* [PROMPT 1]: From the post on book burning in Mosul, write out the passage starting with "Monday, February 09, 2015" and going on through "were left behind.".
* [PROMPT 2]: Pick up the piece about the burning of Mosul's libraries where it stops, and keep writing it.

* [PAGE TEXT]:
"""
Capturing the MidEast in short soundbites: poignant reflections by people who understand the complexities of the Middle East. My philosophy is: "less is more." You won't agree with everything that's here, but I'm confident you will find it interesting! Excepting the titles, my own comments are minimal. Instead I rely on news sources to string together what I hope is an interesting, politically challenging, non-partisan, non-ideological narrative.
Monday, February 09, 2015
Book Burning Returns
I See Parchment Burning - Jeff Jacoby
The Associated Press reported that Islamic State fanatics have ravaged the Central Library of Mosul, the largest repository of learning in that ancient city. Militants smashed the library’s locks and overran its collections, removing thousands of volumes on philosophy, science, and law, along with books of poetry and children’s stories. Only Islamic texts were left behind.
“These books promote infidelity and call for disobeying Allah,” one of the ISIS jihadists announced as the library’s holdings were emptied into sacks and loaded onto pickup trucks. “So they will be burned.”
There was more book-burning soon afterward, when Islamic State vandals sacked the library at the University of Mosul. “They made a bonfire out of hundreds of books on science and culture, destroying them in front of students,” AP reported. Lost in the libricide were newspapers, maps, and texts dating back to the Ottoman Empire. UNESCO, the United Nations’ educational and cultural agency, decried the libraries’ torching as “one of the most devastating acts of destruction of library collections in human history.”
"""
* [ENTRIES PROVIDED]:
"""
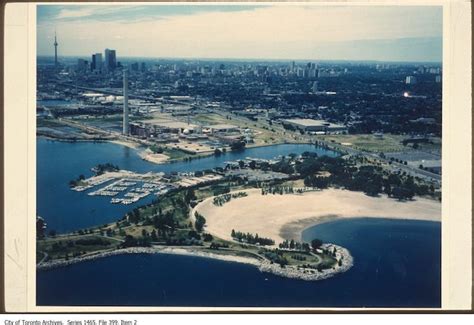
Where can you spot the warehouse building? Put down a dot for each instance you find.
(310, 125)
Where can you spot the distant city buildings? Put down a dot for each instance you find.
(310, 125)
(110, 59)
(96, 63)
(410, 80)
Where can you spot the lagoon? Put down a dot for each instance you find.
(59, 162)
(397, 264)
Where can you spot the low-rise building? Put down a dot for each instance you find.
(310, 125)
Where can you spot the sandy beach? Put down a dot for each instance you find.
(283, 217)
(157, 158)
(129, 144)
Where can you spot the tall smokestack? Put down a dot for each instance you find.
(55, 50)
(125, 102)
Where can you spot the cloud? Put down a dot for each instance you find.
(272, 31)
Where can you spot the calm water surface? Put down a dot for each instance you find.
(59, 162)
(397, 264)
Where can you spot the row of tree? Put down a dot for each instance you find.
(251, 239)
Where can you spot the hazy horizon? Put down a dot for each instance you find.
(244, 32)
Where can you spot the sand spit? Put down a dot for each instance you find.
(293, 272)
(283, 217)
(156, 158)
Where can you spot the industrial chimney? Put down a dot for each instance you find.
(125, 102)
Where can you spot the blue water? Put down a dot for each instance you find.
(59, 162)
(397, 264)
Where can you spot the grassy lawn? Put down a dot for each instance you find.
(368, 142)
(292, 258)
(71, 245)
(210, 118)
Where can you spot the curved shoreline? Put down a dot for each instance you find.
(292, 272)
(283, 217)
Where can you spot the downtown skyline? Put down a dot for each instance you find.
(269, 32)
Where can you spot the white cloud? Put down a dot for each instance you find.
(276, 31)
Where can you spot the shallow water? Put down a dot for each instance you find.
(397, 264)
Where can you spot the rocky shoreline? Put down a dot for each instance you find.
(292, 272)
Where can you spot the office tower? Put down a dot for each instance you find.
(125, 102)
(82, 65)
(110, 59)
(55, 50)
(96, 64)
(410, 80)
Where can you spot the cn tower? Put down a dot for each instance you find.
(55, 50)
(125, 130)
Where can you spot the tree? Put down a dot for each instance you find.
(200, 221)
(154, 237)
(236, 146)
(316, 243)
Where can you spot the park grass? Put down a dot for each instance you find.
(46, 245)
(368, 142)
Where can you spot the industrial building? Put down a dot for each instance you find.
(309, 125)
(223, 128)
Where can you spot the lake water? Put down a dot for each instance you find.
(397, 264)
(59, 162)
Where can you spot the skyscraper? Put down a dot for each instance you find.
(55, 50)
(125, 129)
(96, 63)
(110, 59)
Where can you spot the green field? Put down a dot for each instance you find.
(368, 142)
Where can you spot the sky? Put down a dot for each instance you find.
(285, 32)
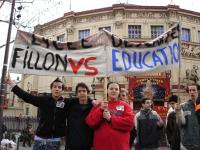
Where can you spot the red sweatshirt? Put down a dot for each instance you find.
(113, 135)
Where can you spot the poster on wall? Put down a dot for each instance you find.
(154, 88)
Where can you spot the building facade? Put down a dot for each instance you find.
(130, 22)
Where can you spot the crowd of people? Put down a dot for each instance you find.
(111, 124)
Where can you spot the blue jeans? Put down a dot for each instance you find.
(40, 145)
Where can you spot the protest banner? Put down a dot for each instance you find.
(102, 54)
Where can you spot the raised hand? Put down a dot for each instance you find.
(8, 80)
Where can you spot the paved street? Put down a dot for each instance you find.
(63, 148)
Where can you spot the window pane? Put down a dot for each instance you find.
(156, 31)
(185, 35)
(84, 34)
(108, 28)
(61, 38)
(134, 31)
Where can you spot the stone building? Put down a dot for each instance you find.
(130, 22)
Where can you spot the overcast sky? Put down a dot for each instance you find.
(41, 11)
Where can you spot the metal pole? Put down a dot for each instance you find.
(4, 70)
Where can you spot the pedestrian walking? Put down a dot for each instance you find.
(27, 135)
(124, 97)
(111, 121)
(188, 120)
(172, 128)
(148, 126)
(52, 123)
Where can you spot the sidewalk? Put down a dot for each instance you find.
(63, 148)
"""
* [WRITTEN RESPONSE 1]:
Monday, February 09, 2015
Book Burning Returns
I See Parchment Burning - Jeff Jacoby
The Associated Press reported that Islamic State fanatics have ravaged the Central Library of Mosul, the largest repository of learning in that ancient city. Militants smashed the library’s locks and overran its collections, removing thousands of volumes on philosophy, science, and law, along with books of poetry and children’s stories. Only Islamic texts were left behind.

* [WRITTEN RESPONSE 2]:
Perhaps the most chilling words ever written about book-burning were penned in 1821 by the great German poet Heinrich Heine: Dort wo man Bücher verbrennt, verbrennt man am Ende auch Menschen — “Where they burn books, they will in the end also burn people.” Today that axiom is etched on a plaque in Berlin’s Bebelplatz, the public square where more than 20,000 books deemed “un-German” and “decadent” were destroyed in a vast Nazi bonfire on the night of May 10, 1933.
There is something uniquely diabolical about setting books on fire, a lust to obliterate that almost ineluctably leads to even more dreadful evils. It is no coincidence that those obsessed with annihilating the physical expression of dangerous thoughts or teachings so often move on to annihilating the people who think or teach them.
ISIS will find that it is easier to slaughter human beings than to destroy ideas.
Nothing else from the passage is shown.